ASSIGNMENT 1: In the article on cigarette warning labels, give the passage from "In the study, which" up to and including "current text-only version." again, substituting "pictures" for "photographs".
ASSIGNMENT 2:
For each of the statements (a), (b) and (c), say yes or no to whether it agrees with the article on cigarette warning labels, and quote the words of the article that decide it.
(a) The FDA's earlier effort at image-based warning labels was shut down by a legal challenge in 2012.
(b) Researchers checked in with participants three weeks after they viewed the labels.
(c) In the text-only group, 15.4% of smokers tried to quit.
ASSIGNMENT 3: According to the article on cigarette warning labels, in which journal will the study be published?

DOCUMENT EXTRACT:
◆ ◆ ◆ ◆ ◆

Are Cigarette Warnings That Show Actual Harm More Effective At Getting People To Quit?

Image courtesy of US Centers for Disease Control and Prevention

Imagine you’re holding a package of cigarettes you’re thinking about buying. Which would encourage you to quit: a label with a written warning, or a label with a photo of a throat cancer patient and former smoker who’s had a larygnectomy? According to a new study, labels with photos that show the harm done by smoking are more effective at dissuading people from lighting up.

Researchers at the Penn Tobacco Center of Regulatory Science (TCORS) at the University of Pennsylvania’s Annenberg School for Communication found that warning labels featuring photos of real smokers who were harmed by their habit are more effective in getting smokers to quit than the text-only labels currently required in the U.S.

The U.S. Food and Drug Administration did propose series of such warning labels as mandated by the Family Smoking Prevention and Tobacco Control Act in 2011, but that effort was shut down by a legal challenge from Big Tobacco in 2012. This, because the labels — which showed fictional images of smokers and simulations of diseased body parts — were emotional instead of factual.

The matter of the labels was remanded back to the FDA to effectively start over, a process that some anti-smoking advocates say has been too slow.

In the study, which will be published in Nicotine & Tobacco Research, researchers tested graphic images of real people who had been harmed by smoking, an appeal that the group calls “both factual and emotional.”

“Our aim in this study was to find out how smokers respond to cigarette pack warning labels that use photographs of real people whose health has been affected by their own, or by someone else’s, smoking,” says lead author Emily Brennan, Ph.D., David Hill Research Fellow at the Cancer Council Victoria in Australia.

Participants in the study viewed several labels from one of three categories: labels with a photo of a real person who had been harmed by smoking, some of which included a short caption describing the person; the FDA’s earlier attempt at image-based labels; or the current text-only version.

US Centers for Disease Control and Prevention

US Centers for Disease Control and Prevention

They were then asked to report their initial responses to the labels, and their intentions to quit smoking. Researchers checked in with them five weeks later to see if they’d tried to quit, and if so, how successful they were.

Overall, researchers found that warning labels with images “consistently outperformed text-only labels”: in the text-only group, 7.4% of smokers tried to quit, while those who viewed the photos of real smokers had a quit attempt rate of 15.4%, and were four times as likely to have been successful.

“There’s a stickiness to the testimonial photos – the suffering of real people in real contexts – and they increased the likelihood that people would attempt to quit and stay quit,” says senior author Joseph N. Cappella, Ph.D., Gerard R. Miller Professor of Communication at the Annenberg School.

Researchers now hope that the data from this study, in conjunction with findings from other studies, will help bring about more effective warning labels.

“The use of testimonial images may help to minimize how vulnerable the next iteration of warning labels in the United States are to legal challenges based on the factual nature of the messages.”

◆ ◆ ◆ ◆ ◆

Data items
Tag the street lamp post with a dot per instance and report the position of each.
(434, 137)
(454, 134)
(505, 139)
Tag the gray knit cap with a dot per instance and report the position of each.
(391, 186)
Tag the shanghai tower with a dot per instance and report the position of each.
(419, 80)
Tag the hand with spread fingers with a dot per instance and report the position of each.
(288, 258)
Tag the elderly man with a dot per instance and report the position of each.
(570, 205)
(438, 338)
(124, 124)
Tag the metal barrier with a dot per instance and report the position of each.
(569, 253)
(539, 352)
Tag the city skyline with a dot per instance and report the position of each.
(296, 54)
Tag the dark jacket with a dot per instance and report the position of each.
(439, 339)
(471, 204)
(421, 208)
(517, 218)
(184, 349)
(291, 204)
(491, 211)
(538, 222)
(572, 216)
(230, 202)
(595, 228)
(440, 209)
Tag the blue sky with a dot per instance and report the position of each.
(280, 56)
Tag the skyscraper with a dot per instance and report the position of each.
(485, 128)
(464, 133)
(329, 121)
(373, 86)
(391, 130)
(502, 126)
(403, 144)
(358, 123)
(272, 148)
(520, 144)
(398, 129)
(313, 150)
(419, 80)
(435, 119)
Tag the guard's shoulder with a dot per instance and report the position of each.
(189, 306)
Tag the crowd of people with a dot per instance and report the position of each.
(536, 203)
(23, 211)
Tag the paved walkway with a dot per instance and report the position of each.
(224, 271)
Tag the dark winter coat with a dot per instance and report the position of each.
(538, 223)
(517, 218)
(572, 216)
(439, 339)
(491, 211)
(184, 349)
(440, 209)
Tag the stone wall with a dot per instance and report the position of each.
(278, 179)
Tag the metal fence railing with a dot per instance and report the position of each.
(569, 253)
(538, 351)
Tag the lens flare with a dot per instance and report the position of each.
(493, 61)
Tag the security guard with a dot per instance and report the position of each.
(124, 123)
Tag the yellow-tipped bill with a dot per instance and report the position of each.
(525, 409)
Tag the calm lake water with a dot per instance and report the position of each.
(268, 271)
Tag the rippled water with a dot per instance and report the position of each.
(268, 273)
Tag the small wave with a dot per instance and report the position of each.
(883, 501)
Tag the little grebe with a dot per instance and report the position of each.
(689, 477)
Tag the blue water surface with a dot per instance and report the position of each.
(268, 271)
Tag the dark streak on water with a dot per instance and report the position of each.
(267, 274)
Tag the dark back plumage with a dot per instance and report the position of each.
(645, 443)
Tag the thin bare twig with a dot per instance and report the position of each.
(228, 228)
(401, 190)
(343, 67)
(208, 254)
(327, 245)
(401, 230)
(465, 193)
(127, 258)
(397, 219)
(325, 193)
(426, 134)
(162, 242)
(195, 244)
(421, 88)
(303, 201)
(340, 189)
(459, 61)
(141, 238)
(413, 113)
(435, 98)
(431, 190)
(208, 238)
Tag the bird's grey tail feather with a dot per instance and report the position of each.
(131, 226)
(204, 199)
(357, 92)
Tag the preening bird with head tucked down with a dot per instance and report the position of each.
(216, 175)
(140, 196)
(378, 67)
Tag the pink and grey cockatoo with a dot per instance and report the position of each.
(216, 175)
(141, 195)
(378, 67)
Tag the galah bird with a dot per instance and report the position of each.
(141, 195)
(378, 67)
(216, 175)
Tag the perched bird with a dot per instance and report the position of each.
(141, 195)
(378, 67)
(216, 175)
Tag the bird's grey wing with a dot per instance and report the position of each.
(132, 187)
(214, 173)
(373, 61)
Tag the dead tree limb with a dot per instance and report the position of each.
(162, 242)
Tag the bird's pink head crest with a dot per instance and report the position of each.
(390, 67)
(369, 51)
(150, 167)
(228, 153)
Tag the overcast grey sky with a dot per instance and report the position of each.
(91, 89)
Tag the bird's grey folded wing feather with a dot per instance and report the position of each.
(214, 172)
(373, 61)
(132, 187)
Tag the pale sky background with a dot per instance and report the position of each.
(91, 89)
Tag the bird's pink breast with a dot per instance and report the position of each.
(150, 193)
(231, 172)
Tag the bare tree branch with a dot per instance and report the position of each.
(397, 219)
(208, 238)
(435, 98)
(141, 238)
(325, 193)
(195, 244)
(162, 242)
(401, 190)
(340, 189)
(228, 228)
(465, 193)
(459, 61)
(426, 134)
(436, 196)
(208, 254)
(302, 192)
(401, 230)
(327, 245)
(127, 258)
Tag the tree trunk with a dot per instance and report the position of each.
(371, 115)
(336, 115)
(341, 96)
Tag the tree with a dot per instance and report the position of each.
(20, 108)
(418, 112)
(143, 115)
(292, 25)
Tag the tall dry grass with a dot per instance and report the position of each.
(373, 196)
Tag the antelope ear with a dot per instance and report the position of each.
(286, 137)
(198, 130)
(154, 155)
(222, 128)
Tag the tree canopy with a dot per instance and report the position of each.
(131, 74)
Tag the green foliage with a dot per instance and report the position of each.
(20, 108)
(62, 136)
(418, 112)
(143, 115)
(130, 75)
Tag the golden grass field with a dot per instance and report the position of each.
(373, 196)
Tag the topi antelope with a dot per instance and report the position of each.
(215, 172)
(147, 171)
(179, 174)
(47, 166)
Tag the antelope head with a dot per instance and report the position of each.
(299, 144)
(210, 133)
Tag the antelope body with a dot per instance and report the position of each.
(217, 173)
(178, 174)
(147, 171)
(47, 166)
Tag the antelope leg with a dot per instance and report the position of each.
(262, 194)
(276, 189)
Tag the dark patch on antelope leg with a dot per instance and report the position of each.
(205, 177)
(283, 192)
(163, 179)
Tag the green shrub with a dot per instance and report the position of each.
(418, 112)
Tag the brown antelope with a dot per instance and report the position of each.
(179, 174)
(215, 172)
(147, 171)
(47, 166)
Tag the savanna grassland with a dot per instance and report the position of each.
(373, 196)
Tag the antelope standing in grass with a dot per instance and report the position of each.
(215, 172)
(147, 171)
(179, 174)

◆ ◆ ◆ ◆ ◆

OUTPUT 1:
In the study, which will be published in Nicotine & Tobacco Research, researchers tested graphic images of real people who had been harmed by smoking, an appeal that the group calls “both factual and emotional.”

“Our aim in this study was to find out how smokers respond to cigarette pack warning labels that use pictures of real people whose health has been affected by their own, or by someone else’s, smoking,” says lead author Emily Brennan, Ph.D., David Hill Research Fellow at the Cancer Council Victoria in Australia.

Participants in the study viewed several labels from one of three categories: labels with a photo of a real person who had been harmed by smoking, some of which included a short caption describing the person; the FDA’s earlier attempt at image-based labels; or the current text-only version.

OUTPUT 2:
(a) Yes: "that effort was shut down by a legal challenge from Big Tobacco in 2012."
(b) No: "Researchers checked in with them five weeks later"
(c) No: "in the text-only group, 7.4% of smokers tried to quit"

OUTPUT 3: Nicotine & Tobacco Research